Document excerpt:
This past Saturday, the weather, and my growing distaste for slogging long hours outdoors - running (shuffling) in single digit temps with double-digit winds - sentenced me to 2.5 hours on the treadmill. Thank goodness for Pandora!
I changed treadmill’s settings, raising it’s incline, increasing its pace, reversing them, checking my heartrate, retying my shoes...Through it all I noticed one channel, CNN, kept playing and playing and replaying coverage, if you will, on the recent high school shooting in Colorado. If there’s one time I was grateful for my driver’s licensed approved near-sightedness this was it. I could see the images and their marketing title of Shooting in Colorado or whatever they titled it for maximum marketing impact. But I couldn’t read their words. Over the 2.5 hours CNN played and played and replayed and did it all over again ‘coverage’ of this tragedy. Pictures and interviews and more interviews with talking head subjects, video from helicopters hovering overhead, photos of the kids waiting outside, speculation of motive, pictures of the shooter...on and on. And on. And on. CNN would cut briefly to another story, then come right back to this ‘coverage.’
Yesterday’s run was a slow run, a long slow run. The pace is what I call conversational. But with only strangers around me and CNN shouting at me to LOOK! LOOK! LOOK! ISN”T THIS HORRIBLE! HERE WE’LL SHOW YOU SOME MORE! I had a conversation about when coverage crosses the line to voyeurism, puerile obsession, confusing news with entertainment and its carefully crafted images and slogans and breathless copy and faux empathy expressed by the ‘newscasters’ whose careers and incomes are built on...entertaining us. The pace of their segments and the content is based on...market research judging our attention spans, how many times can they show the same image before we lose interest...
2.5 hours. It was still going on when I left. I’m sure it continued through the day. If...I were to turn on CNN (and it could be Fox or MSNBC or CBS or ABC or NBC...) today - Sunday - when I’m writing this post the coverage would be the same.

Material provided:
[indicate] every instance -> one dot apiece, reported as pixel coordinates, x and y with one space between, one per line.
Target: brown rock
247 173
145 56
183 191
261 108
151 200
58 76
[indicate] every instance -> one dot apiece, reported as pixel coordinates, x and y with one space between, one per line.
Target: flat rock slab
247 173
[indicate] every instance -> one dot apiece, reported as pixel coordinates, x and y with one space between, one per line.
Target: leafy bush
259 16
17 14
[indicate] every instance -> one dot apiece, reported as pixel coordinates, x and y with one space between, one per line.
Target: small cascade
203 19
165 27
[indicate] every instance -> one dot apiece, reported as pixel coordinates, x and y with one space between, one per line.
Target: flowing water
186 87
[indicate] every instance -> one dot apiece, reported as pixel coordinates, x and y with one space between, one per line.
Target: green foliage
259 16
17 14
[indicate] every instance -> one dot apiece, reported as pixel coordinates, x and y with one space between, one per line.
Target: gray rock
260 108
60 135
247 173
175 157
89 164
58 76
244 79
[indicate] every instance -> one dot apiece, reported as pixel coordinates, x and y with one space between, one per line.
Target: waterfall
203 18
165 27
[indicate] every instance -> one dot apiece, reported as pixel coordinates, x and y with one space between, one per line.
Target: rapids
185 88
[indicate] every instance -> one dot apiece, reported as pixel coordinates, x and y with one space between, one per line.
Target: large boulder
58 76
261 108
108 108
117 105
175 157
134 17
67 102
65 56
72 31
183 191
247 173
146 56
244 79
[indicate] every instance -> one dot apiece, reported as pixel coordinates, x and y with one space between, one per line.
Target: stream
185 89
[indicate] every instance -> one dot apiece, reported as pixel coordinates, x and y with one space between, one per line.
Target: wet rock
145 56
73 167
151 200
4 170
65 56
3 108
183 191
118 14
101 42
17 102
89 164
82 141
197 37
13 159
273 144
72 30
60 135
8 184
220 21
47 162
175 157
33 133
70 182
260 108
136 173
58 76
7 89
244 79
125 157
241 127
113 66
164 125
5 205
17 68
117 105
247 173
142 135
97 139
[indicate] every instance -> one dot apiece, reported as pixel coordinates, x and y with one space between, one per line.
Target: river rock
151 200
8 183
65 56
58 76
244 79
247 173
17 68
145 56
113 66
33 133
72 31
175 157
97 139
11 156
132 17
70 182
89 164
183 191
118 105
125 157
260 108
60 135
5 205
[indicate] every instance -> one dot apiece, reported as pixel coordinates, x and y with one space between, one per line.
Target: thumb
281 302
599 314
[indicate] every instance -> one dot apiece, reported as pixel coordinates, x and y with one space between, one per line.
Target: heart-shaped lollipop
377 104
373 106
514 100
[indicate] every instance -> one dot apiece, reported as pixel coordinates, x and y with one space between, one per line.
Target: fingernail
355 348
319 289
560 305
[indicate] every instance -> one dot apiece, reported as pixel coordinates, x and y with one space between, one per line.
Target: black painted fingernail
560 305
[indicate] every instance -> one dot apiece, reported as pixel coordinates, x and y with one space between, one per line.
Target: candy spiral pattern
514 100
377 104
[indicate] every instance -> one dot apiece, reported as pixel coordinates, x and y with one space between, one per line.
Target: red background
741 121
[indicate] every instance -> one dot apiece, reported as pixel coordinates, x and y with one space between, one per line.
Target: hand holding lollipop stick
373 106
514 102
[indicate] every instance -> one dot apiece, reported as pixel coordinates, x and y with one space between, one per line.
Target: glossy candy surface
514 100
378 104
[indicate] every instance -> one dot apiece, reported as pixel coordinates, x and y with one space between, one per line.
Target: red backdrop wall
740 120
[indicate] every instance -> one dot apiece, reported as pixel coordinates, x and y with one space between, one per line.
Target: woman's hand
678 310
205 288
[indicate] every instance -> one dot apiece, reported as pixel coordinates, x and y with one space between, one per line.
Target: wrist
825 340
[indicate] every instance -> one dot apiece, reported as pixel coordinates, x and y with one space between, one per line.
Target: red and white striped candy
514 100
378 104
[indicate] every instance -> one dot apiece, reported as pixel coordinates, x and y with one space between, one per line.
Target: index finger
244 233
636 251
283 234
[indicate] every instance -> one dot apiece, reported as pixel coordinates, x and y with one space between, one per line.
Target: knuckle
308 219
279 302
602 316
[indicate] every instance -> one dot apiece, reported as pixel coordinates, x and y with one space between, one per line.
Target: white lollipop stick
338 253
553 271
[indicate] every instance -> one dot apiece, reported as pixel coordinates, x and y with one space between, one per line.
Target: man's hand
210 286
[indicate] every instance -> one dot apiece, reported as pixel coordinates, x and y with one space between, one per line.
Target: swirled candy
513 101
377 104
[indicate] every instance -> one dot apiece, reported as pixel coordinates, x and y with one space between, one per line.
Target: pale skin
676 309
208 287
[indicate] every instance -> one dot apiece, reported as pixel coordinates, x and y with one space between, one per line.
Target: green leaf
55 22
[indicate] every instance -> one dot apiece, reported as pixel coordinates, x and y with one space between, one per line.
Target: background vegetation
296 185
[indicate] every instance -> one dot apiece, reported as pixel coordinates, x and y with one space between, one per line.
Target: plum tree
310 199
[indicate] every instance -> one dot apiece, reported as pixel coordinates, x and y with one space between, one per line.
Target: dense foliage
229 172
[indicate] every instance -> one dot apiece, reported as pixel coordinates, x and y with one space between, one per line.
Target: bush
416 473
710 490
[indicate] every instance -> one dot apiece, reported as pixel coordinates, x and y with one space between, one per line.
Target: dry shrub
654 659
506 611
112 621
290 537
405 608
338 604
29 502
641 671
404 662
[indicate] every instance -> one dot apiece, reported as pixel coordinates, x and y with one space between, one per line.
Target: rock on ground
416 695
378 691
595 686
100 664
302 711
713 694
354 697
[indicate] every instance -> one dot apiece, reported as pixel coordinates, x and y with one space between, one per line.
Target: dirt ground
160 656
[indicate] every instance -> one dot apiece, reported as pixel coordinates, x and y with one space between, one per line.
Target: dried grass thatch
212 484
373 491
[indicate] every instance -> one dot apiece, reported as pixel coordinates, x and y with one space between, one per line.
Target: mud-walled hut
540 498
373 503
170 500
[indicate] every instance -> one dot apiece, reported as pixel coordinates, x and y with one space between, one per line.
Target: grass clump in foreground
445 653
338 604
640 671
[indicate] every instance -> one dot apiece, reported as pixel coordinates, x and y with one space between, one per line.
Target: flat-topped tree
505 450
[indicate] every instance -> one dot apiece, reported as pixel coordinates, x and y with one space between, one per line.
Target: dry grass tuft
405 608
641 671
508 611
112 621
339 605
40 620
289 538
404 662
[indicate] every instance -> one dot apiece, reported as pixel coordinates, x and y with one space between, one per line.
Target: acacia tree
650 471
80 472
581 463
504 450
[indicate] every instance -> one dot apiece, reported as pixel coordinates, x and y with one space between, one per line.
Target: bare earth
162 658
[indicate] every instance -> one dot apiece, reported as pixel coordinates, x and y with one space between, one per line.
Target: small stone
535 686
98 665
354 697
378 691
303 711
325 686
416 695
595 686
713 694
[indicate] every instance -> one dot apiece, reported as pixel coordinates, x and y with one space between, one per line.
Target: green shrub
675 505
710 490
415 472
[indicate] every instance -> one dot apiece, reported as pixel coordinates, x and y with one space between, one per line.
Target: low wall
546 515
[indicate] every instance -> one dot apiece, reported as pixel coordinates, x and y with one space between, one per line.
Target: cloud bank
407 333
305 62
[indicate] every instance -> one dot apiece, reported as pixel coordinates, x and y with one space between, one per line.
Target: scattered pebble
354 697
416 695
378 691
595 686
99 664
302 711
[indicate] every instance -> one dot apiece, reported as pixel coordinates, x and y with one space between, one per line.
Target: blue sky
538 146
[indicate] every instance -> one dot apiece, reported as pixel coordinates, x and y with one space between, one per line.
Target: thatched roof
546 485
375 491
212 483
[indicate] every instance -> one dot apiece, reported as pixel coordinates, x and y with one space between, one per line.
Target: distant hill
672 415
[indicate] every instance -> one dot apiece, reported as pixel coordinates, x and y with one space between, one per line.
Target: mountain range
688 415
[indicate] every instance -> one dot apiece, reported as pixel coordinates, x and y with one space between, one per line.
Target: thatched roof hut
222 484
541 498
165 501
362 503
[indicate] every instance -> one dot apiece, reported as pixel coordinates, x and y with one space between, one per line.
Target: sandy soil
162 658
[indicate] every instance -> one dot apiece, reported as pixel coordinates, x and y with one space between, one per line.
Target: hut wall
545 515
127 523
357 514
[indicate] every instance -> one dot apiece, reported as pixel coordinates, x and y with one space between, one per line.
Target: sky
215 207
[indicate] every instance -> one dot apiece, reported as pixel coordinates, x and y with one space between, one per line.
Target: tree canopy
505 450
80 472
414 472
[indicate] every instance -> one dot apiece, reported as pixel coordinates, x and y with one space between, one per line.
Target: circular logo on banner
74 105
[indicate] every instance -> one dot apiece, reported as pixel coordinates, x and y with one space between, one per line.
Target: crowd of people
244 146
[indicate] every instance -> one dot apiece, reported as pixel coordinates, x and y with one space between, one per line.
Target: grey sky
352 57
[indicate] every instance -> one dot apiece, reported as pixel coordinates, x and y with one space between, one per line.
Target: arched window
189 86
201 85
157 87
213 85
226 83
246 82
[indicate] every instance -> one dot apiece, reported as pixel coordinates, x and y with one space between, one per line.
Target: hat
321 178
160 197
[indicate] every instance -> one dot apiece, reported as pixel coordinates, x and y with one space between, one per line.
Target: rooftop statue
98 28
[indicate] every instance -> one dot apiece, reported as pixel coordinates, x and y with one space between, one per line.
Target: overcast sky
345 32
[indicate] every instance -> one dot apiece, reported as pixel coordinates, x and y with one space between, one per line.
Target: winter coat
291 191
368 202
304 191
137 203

* * *

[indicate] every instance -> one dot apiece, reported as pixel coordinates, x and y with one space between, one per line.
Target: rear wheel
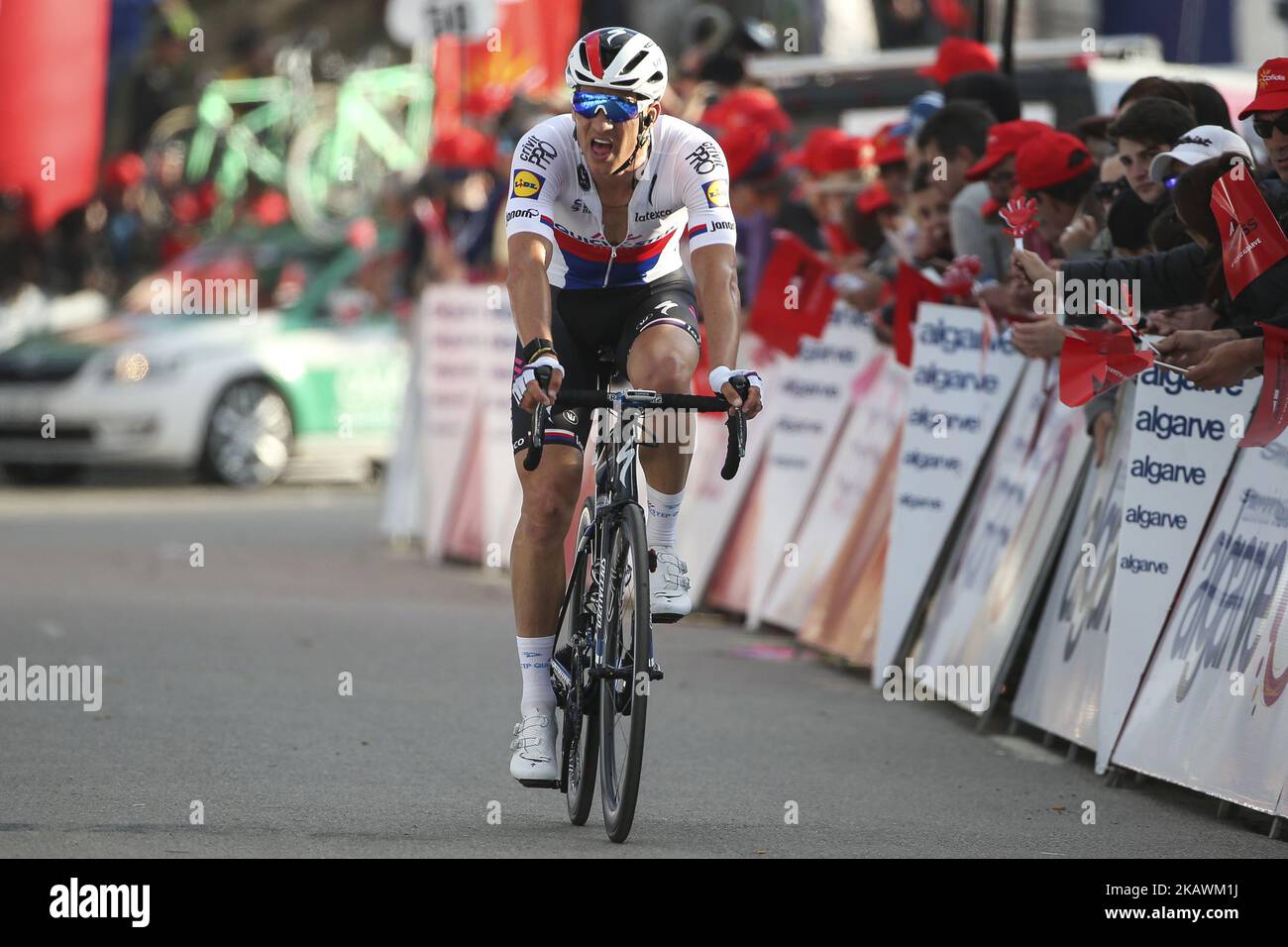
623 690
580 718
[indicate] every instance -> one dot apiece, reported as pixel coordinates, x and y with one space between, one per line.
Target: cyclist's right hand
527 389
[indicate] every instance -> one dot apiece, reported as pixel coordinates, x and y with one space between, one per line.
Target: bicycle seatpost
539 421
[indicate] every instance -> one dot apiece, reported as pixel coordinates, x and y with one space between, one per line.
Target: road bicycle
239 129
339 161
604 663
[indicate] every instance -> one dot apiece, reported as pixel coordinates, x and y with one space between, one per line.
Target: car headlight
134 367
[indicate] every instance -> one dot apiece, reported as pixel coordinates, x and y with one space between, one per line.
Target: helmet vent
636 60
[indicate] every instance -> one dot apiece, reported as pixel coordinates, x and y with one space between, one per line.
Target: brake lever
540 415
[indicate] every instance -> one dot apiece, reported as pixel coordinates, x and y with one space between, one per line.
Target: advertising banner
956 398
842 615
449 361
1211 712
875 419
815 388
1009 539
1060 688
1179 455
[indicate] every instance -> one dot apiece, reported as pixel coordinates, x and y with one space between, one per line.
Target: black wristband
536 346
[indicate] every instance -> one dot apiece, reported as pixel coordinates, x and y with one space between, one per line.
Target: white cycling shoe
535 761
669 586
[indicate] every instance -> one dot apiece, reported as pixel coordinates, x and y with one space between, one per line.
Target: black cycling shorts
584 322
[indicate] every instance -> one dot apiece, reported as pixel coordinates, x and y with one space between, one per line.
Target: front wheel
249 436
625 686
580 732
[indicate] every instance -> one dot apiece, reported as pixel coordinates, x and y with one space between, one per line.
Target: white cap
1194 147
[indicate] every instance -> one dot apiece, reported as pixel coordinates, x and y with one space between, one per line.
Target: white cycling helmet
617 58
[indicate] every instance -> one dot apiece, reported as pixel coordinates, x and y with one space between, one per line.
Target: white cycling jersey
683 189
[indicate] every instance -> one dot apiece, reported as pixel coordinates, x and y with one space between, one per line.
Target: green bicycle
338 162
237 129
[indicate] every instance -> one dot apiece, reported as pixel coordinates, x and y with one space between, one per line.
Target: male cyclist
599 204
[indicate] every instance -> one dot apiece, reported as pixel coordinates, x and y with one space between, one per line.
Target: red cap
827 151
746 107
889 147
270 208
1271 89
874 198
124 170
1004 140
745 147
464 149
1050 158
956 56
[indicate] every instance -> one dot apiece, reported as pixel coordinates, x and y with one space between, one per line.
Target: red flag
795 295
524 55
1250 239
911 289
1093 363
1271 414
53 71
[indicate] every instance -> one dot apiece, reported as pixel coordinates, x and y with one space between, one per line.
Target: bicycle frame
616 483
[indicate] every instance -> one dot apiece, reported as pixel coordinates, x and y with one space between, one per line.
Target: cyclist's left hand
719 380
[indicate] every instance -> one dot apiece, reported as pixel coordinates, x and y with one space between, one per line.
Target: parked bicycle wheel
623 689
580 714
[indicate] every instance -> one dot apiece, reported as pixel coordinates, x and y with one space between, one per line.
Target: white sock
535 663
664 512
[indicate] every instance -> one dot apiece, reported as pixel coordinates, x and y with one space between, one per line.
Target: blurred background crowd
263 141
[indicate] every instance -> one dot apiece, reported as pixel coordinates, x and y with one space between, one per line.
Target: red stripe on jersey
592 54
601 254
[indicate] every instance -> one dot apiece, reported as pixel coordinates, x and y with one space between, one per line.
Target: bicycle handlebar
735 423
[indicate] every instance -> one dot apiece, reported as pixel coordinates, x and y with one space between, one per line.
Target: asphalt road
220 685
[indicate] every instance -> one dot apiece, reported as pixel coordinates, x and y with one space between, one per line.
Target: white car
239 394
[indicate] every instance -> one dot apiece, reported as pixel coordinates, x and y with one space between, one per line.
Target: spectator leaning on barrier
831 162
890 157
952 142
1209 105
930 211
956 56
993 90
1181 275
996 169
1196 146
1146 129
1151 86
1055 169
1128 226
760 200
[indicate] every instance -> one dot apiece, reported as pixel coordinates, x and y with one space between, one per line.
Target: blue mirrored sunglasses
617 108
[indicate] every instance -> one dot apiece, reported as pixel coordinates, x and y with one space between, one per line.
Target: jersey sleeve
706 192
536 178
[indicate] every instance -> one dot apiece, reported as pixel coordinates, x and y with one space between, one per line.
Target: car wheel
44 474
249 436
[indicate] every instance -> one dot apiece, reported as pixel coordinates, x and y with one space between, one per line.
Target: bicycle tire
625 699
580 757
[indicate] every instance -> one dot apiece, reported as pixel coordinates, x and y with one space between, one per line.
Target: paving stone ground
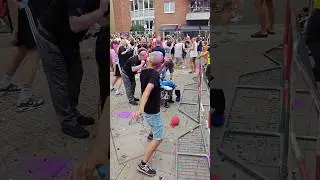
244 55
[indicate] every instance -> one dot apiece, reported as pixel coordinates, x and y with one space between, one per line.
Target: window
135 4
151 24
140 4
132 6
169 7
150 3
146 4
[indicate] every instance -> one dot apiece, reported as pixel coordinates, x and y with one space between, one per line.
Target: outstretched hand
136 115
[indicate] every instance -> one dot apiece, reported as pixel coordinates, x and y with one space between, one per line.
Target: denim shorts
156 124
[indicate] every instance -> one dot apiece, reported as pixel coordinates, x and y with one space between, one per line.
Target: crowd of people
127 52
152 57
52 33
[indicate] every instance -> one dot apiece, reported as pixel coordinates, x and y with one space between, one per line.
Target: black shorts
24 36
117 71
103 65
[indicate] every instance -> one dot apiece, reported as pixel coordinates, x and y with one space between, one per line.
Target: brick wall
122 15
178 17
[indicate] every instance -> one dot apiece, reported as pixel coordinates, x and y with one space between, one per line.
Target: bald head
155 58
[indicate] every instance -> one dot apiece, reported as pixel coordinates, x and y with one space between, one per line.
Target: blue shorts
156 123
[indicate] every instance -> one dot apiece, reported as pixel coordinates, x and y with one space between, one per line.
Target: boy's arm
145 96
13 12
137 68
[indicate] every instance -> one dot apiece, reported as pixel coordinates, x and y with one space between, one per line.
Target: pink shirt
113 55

* * *

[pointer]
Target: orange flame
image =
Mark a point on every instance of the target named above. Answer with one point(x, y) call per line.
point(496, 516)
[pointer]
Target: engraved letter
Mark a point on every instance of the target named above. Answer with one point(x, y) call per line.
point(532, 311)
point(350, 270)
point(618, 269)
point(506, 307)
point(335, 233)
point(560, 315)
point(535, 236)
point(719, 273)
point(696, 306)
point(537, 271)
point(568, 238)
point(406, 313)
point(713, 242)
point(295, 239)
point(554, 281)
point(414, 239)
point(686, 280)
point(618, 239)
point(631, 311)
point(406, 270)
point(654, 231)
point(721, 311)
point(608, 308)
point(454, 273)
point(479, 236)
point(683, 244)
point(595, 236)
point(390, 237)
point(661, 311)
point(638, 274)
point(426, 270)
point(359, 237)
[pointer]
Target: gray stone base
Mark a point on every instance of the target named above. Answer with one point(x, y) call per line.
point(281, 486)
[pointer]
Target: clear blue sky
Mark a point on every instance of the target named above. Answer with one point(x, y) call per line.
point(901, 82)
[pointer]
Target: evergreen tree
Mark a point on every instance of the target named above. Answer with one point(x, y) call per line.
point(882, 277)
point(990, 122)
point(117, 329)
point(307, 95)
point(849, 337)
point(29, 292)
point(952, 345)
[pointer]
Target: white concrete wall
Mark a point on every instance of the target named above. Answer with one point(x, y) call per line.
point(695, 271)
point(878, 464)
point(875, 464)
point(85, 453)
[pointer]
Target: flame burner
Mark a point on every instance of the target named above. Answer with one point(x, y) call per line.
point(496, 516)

Given problem:
Answer these questions about the treadmill post:
(a) How long did the treadmill session last?
(b) Which channel kept replaying the coverage of the Colorado high school shooting?
(c) On what day of the week is the post being written?
The entries aren't needed here.

Exercise answer:
(a) 2.5 hours
(b) CNN
(c) Sunday